Text under study:

--- START ---

Clubbing With Politics

Dr. Andrea Despot
Dr. Andrea Despot

When the opening meeting of the ECLA Politics Club was announced, it did not take long before someone came up to me and suspiciously inquired whether the Politics Club was a cheesy debate club. I found this pretty funny and guaranteed the person in question that this was not the case. “Good,” she said, “then I’ll be there.”

Fair enough I thought, for who would possibly want to join a club devoted to banal platitudes and pretentious rhetoric? There is an annoying superabundance of that stuff anyway. To be perfectly honest, I also think that Politics Club is a rather poor label. The almost snotty implications of the word club are enough to lead anyone slightly astray.

What, then, is the ECLA Politics Club all about? Well, the real question is not what the politics club is, but what one makes of it. The Politics Club is very much in its genesis.

The idea of a political forum outside the classroom has been nurtured by several ECLA generations. Yet the transition from idea to practice happened only last year, fueled by a keen group of students and faculty.

At this time, substantial groundwork was carried out as the founders of the Politics Club searched for possible ways of running a forum that would satisfy ECLA students’ eagerness to more seriously engage in contemporary politics. The Club had to work out how to confront the myriad opportunities for learning and contribution presented in news, local political circles of Berlin, and its members’ own individual experiences.

In this process, sketches of both purpose and realization were conceived. Eventually, a few trips to lectures and talks in the city were organized and a few guest speakers were invited to host sessions on campus. A few, yet determined first steps.

As such, the Club is definitely still just warming up. What the present protagonists of the Politics Club have inherited from previous years is not so much a set of fixed patterns of organization and activity as a zeal accompanied by a possible design. It was on the grounds of this modest history that a few handfuls of curious ECLA-dwellers gathered in early November to negotiate the heritage and set out new paths for the Politics Club under the guidance of Faculty member Katalin Makkai.

“We want the Politics Club to be a student-run forum in which, for example, outside speakers are invited to come discuss with the community current and pressing political matters, and in general to be a place where members of the ECLA community can discuss together matters of politics in theory and practice,” Makkai said as people made their way out of the lecture hall.

This is, I think, a fair articulation of the prevailing feeling of the crowd: the Club will exist only if and when the need for it is felt and for as long as there are student forces to keep it running.

Yet the real question that stared us in the face was that of where to direct our efforts. What are we interested in? Now we know that democracy can be time-consuming and therefore amusingly nerve-wracking, even at its best. Indeed, we would have managed to be far more efficient had we asked ourselves what we were not interested in.

--- END ---

Check your understanding:
1) Quote the passage of the text on the ECLA Politics Club between "At this time, substantial" and "own individual experiences.", inclusive.
2) In the text on the ECLA Politics Club, which faculty member guided the students who gathered in early November?

Data listing:
--- START ---

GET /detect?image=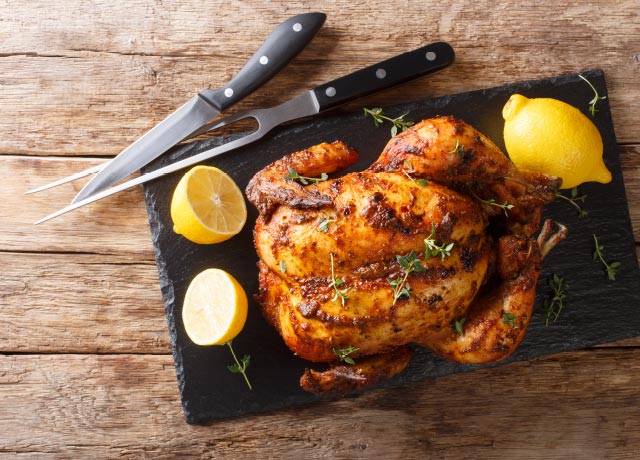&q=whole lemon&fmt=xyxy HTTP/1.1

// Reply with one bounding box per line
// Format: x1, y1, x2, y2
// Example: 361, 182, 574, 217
502, 94, 611, 188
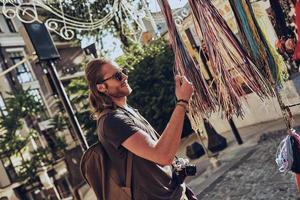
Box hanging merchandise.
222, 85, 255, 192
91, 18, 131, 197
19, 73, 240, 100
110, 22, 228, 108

--- END ---

Your written answers:
1)
At this time, substantial groundwork was carried out as the founders of the Politics Club searched for possible ways of running a forum that would satisfy ECLA students’ eagerness to more seriously engage in contemporary politics. The Club had to work out how to confront the myriad opportunities for learning and contribution presented in news, local political circles of Berlin, and its members’ own individual experiences.

2) Katalin Makkai